▶ [抜粋本文]:
▼▼▼
どんなに初歩的なことでも、聞いていいの?ちょっと考えあぐね、様子をうかがう参加者に「私で答えられることなら(何でも)」という頼もしいてつさん。

まずは、そもそもいつ、どんな勉強し、なぜ有名なのか、というテーマで。
―約100年前に活躍。生物学、民俗学、人類学、宗教学、果ては性愛学などなど探求の分野は計り知れず、民俗学に至っては柳田国男と並ぶ創始者であり、柳田国男「南方熊楠は日本人の可能性の極限だ」と云わしめたというのだから驚きです。日本にとどまらず、アメリカに渡り、その後キューバにてサーカスの一団に同行したこともある。さらには、英国大英博物館にて東洋学の資料整理に携わるも血気盛んな逸話は数知れず。帰国後は熊野にて骨を埋めるまで、世界最高峰科学雑誌「Nature」に、約50編もの論文を発表。これは日本人として最高記録。写真でもあるとおり、すっぽんぽんで過ごすことも多かったみたいです。

・・・つまりは、色んなことを勉強し、どれも一流かつ国際的に認められる論文を書きつつも奇人である、と。
▲▲▲
▶ [課題要件 1]:
南方熊楠の紹介文について、次の問いに答えてください。
(a) 柳田国男は南方熊楠をどう評したとされているか。
(b) キューバでは何に同行したことがあるとされているか。
(c) 「Nature」に発表した論文は約何編とされているか。
▶ [課題要件 2]:
南方熊楠の紹介文を、最後の文「・・・つまりは、色んなことを勉強し、どれも一流かつ国際的に認められる論文を書きつつも奇人である、と。」の後から書き継いでください。

▶ [データ一覧]:
▼▼▼
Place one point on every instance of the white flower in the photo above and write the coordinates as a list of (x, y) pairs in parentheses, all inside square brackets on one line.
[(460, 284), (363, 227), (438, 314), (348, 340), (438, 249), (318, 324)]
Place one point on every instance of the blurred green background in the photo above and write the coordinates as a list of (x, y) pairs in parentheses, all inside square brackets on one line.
▲▲▲
▼▼▼
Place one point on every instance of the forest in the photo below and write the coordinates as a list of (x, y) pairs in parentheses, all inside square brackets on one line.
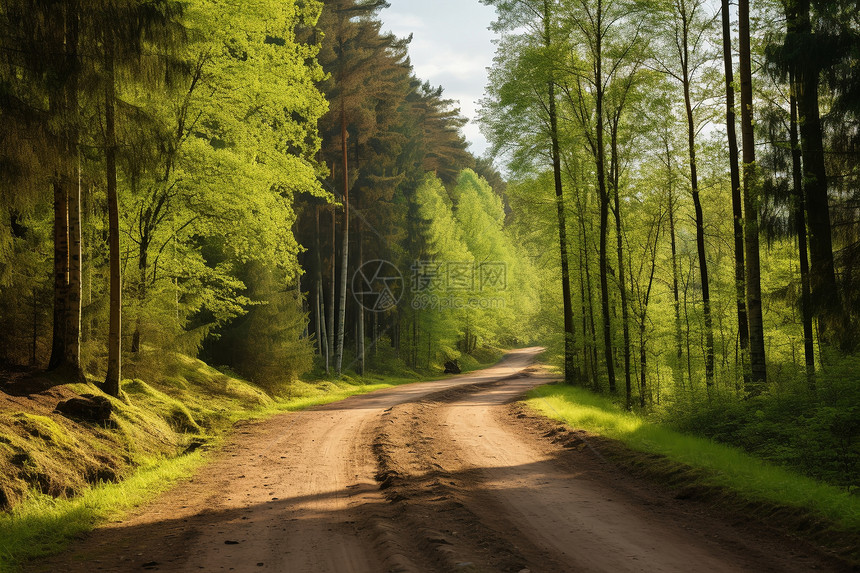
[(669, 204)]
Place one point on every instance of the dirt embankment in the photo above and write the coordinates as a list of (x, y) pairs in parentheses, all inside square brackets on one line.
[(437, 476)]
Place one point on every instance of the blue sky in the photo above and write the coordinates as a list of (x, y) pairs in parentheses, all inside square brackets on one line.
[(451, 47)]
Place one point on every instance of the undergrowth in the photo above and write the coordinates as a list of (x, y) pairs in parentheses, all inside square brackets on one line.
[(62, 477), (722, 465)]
▲▲▲
▶ [解答 1]:
(a) 「日本人の可能性の極限だ」
(b) サーカスの一団
(c) 約50編

▶ [解答 2]:
初めは緊張していた参加者の場がほぐれてくると共に、「熊楠の残した学問的業績の解明と展望は?」「紀北の生まれなのに、なぜ“熊野人”足るのか。」「猫語って話せたの?」「BL(同性愛的経験)って?」等々、質問はディープ、かつ多岐にわたって行きます。

“歩く百科事典”とはよく言ったもので、現代で言うところのWikiっぽい人、とでもいうのでしょうか(笑)
起きた時間、寝る時間まで記録していたというのだから驚きです。大量の著作は、解明し切れるまでにはまだまだ時間を要することが分かったところで、参加者同士思い思いに会場に用意された著作の一部を手に取り脱帽!

南方熊楠、縁の書物の数々。図録が美しい!
 

                 参加者との対話に、耳を傾ける熊野の伝道師。てつさん

■熊野の化身?!日本初のエコロジスト

さて、佳境に入ったところで、話は「神社合祀」へ。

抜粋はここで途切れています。